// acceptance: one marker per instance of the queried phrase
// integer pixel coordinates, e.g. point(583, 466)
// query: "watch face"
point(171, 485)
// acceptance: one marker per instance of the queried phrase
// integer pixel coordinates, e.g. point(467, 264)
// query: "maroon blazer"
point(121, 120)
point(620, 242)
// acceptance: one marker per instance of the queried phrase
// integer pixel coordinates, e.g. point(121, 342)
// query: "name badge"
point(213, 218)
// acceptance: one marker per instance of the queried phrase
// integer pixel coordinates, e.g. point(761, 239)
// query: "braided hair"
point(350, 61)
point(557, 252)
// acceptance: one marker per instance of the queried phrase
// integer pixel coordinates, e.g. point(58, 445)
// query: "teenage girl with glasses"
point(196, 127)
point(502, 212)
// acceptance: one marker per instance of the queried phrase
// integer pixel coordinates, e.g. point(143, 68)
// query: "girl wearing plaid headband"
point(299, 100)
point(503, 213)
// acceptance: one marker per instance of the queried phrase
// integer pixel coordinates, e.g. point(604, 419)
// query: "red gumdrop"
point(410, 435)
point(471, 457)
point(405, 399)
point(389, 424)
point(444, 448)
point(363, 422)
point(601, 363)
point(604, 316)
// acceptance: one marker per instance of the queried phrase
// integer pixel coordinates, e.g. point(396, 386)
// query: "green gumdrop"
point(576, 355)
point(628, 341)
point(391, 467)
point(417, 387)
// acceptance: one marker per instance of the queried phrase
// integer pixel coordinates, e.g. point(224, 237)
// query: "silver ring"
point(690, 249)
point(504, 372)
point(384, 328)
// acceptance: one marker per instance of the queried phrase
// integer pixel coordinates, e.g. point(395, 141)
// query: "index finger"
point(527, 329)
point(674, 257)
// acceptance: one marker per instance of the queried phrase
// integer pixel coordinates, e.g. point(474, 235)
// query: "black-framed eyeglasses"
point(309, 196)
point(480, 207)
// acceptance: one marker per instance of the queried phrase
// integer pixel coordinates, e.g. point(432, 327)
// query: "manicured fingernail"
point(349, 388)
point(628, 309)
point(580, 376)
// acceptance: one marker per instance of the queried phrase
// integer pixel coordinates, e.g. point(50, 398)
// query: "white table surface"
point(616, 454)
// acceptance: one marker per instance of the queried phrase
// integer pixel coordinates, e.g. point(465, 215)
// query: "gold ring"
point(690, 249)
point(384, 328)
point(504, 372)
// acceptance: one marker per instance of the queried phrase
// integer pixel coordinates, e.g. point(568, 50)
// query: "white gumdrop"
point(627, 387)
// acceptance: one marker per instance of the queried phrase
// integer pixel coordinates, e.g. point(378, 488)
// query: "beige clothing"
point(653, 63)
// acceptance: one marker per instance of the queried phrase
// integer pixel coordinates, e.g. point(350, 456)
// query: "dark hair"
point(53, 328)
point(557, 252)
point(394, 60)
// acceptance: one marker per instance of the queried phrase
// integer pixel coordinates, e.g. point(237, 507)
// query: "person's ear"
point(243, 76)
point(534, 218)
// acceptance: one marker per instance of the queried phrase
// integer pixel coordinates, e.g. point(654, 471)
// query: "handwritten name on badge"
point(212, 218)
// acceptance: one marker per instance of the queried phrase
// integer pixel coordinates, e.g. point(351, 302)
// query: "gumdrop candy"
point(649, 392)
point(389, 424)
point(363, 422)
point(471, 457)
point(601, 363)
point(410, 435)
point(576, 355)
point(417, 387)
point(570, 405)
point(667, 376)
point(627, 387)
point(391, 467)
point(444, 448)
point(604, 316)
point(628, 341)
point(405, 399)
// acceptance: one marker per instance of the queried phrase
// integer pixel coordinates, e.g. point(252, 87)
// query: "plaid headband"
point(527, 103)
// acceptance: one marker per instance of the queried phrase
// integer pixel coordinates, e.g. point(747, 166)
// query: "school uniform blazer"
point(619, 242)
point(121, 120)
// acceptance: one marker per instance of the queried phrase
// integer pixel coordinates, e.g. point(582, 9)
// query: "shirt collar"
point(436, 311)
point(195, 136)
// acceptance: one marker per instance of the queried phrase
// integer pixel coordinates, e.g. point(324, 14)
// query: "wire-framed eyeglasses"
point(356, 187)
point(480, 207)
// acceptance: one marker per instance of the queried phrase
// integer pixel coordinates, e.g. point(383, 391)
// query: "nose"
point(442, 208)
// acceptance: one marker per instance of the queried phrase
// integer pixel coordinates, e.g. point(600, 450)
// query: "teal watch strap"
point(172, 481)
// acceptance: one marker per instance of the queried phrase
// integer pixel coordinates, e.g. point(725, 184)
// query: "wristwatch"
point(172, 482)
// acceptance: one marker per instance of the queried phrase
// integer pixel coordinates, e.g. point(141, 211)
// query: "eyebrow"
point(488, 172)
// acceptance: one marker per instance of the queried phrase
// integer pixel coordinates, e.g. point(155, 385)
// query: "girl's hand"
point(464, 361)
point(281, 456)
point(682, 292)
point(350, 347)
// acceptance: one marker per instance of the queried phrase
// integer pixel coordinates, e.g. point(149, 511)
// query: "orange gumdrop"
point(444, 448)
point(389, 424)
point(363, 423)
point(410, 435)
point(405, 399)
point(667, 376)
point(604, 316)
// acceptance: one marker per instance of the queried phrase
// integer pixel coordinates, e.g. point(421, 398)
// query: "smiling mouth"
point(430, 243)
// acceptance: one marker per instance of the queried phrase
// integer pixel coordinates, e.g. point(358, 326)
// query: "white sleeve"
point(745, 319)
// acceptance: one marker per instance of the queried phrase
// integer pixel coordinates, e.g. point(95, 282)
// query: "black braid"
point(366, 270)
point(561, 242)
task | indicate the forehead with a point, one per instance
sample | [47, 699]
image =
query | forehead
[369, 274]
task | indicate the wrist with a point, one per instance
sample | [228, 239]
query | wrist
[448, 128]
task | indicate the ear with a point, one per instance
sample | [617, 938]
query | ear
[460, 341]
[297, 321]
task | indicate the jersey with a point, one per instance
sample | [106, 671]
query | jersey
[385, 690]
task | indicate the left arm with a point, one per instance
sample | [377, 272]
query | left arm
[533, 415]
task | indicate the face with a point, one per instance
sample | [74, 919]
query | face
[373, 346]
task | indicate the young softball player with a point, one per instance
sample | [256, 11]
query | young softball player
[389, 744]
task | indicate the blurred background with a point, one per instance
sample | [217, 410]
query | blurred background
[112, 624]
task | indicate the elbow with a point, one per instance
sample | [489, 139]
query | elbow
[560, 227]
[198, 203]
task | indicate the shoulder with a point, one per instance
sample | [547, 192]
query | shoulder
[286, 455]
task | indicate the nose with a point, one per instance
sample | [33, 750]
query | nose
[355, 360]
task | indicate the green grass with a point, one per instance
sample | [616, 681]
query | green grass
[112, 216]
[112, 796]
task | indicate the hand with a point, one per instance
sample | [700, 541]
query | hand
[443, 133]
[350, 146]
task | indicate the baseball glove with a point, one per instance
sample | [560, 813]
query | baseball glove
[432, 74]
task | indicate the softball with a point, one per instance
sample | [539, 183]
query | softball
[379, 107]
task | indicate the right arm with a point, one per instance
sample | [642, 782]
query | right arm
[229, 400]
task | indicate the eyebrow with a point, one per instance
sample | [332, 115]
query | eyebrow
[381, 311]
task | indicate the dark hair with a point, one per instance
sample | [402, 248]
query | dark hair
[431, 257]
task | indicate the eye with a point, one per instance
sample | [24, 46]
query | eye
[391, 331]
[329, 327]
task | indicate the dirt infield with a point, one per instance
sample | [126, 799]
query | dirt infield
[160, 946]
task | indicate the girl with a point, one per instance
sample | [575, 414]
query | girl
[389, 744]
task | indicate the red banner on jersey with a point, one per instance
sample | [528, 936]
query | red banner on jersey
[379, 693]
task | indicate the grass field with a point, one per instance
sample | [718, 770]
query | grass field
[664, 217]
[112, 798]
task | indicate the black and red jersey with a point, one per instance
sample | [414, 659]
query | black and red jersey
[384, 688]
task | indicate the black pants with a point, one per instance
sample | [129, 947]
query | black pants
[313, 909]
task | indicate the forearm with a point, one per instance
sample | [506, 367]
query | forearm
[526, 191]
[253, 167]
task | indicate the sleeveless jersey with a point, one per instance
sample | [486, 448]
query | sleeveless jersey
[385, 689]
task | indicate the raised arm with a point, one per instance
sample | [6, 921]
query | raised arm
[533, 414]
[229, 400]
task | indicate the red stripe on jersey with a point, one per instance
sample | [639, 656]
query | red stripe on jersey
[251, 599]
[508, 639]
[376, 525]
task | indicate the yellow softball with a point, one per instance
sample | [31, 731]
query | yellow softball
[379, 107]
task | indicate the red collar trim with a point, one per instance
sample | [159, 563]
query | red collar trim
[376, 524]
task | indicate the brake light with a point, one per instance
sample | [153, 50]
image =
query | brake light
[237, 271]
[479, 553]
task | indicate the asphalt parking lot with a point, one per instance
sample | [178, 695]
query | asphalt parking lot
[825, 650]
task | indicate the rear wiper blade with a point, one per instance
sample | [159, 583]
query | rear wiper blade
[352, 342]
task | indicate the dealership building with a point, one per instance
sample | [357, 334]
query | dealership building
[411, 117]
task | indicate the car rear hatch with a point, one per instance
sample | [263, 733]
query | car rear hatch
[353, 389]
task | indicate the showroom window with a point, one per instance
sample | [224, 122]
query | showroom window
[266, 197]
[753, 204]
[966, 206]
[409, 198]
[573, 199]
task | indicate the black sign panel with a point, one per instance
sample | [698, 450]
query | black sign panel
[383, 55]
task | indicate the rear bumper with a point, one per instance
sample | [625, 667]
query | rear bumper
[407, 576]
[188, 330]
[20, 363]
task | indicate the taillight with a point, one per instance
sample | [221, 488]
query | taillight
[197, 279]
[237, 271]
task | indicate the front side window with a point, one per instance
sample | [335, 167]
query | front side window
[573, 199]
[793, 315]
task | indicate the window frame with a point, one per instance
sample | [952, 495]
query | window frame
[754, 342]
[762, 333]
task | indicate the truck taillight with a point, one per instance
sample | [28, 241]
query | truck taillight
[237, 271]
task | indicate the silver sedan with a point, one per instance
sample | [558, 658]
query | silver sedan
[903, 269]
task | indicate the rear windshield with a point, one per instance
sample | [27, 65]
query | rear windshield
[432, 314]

::::::

Required work >>
Copy only the stretch running from the line containing "task | indicate the truck" to the final line of the entries, both ends included, exactly as it stands.

Written response >>
task | indicate the truck taillight with a point, one per instance
sample | [28, 241]
query | truck taillight
[237, 271]
task | indicate the silver sedan with a point, one per instance
sample | [558, 658]
query | silver sedan
[903, 269]
task | indicate the rear windshield with a point, one per instance
sample | [27, 65]
query | rear windshield
[432, 314]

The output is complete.